Given problem
Transcribe every line of the items below verbatim, leaving out the pictures.

--------

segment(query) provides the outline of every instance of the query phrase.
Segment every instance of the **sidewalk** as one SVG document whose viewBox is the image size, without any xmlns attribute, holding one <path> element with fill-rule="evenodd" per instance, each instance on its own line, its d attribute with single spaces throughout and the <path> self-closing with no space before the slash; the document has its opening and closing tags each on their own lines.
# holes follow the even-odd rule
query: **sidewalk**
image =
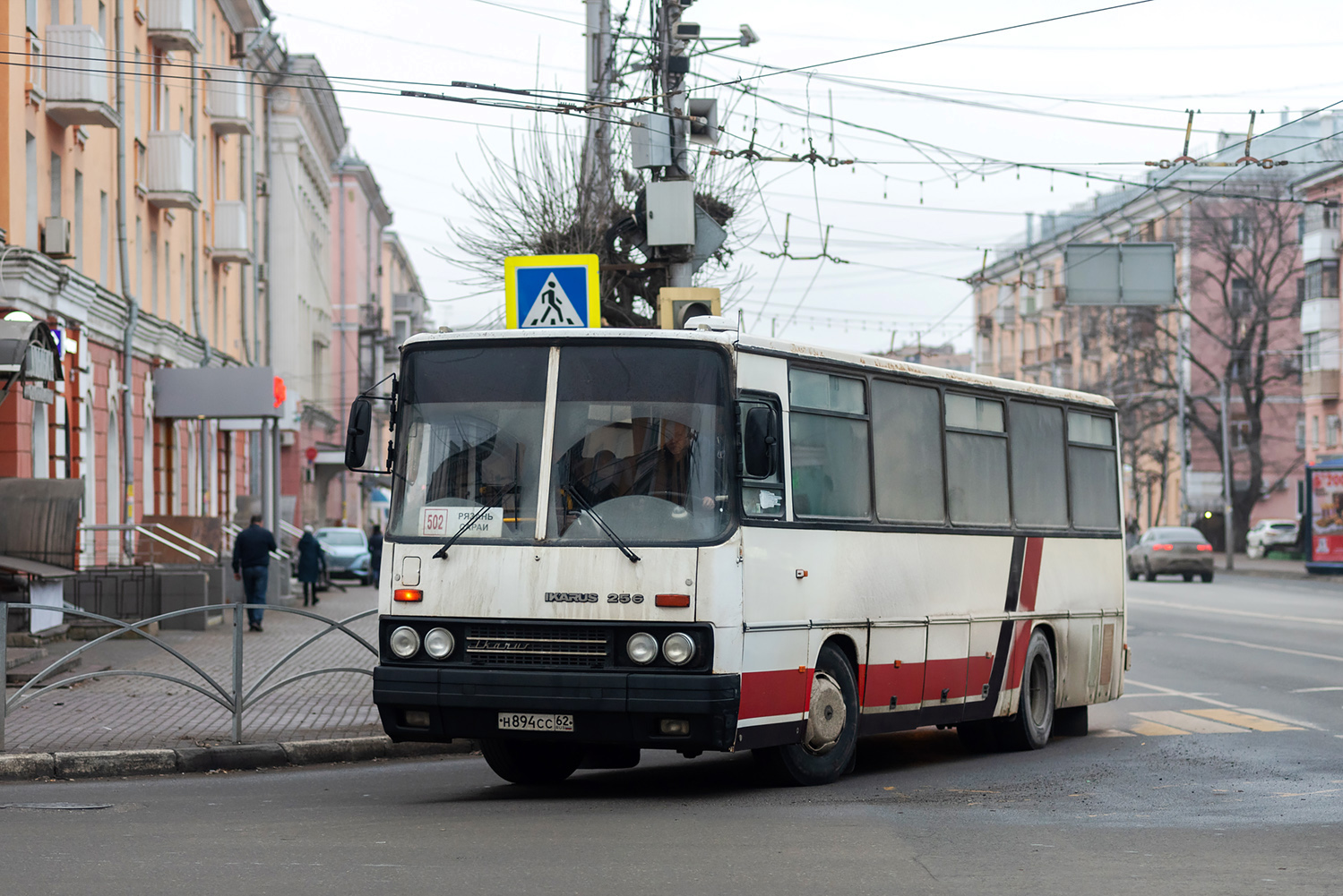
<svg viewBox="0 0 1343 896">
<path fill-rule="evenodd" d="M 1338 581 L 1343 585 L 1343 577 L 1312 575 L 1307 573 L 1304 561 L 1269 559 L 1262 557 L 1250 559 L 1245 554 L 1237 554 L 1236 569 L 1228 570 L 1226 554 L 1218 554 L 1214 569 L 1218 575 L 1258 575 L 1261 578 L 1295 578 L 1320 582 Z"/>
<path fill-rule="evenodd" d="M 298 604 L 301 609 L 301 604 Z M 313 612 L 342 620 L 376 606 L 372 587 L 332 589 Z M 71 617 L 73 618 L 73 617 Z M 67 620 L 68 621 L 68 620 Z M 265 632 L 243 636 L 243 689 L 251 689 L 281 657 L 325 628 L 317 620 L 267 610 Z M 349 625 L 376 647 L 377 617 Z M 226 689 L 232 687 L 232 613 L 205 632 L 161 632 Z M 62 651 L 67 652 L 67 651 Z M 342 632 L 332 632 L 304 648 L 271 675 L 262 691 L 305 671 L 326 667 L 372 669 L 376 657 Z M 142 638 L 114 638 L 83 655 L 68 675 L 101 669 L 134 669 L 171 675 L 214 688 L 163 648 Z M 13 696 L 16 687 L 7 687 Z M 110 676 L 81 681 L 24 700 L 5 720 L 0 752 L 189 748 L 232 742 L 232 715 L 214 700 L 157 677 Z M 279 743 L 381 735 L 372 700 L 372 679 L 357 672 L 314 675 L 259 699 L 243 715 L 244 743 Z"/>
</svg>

--------

Correct output
segment(query) provides the outline of every instance of the query phrase.
Segment every instance of the **sidewalk** as one SVG document whose viewBox is the image size, without any xmlns attribute, holding one <path> element with fill-rule="evenodd" per instance, each instance on its own line, its d attribute with single spaces throughout and the <path> self-closing with no space before the slash; the document has its opening and closing tags each on their own lines.
# holes follow the even-odd rule
query: **sidewalk**
image =
<svg viewBox="0 0 1343 896">
<path fill-rule="evenodd" d="M 1338 581 L 1343 585 L 1343 577 L 1312 575 L 1307 573 L 1304 561 L 1269 559 L 1262 557 L 1250 559 L 1245 554 L 1237 554 L 1236 569 L 1228 570 L 1226 554 L 1218 554 L 1214 569 L 1218 575 L 1258 575 L 1261 578 L 1295 578 L 1320 582 Z"/>
<path fill-rule="evenodd" d="M 298 604 L 301 609 L 301 604 Z M 313 612 L 342 620 L 376 606 L 372 587 L 332 589 Z M 71 617 L 73 618 L 73 617 Z M 67 620 L 68 621 L 68 620 Z M 265 632 L 243 636 L 243 689 L 251 689 L 281 657 L 325 628 L 317 620 L 267 610 Z M 349 625 L 376 647 L 377 617 Z M 226 689 L 232 687 L 232 613 L 205 632 L 161 632 Z M 62 651 L 67 652 L 67 651 Z M 342 632 L 332 632 L 304 648 L 271 675 L 262 691 L 305 671 L 326 667 L 372 669 L 376 657 Z M 142 638 L 114 638 L 83 655 L 68 675 L 101 669 L 134 669 L 171 675 L 214 688 L 163 648 Z M 13 696 L 16 687 L 7 687 Z M 110 676 L 81 681 L 24 700 L 5 720 L 0 752 L 189 748 L 232 742 L 232 715 L 214 700 L 157 677 Z M 279 743 L 381 735 L 372 700 L 372 679 L 357 672 L 314 675 L 259 699 L 243 715 L 244 743 Z"/>
</svg>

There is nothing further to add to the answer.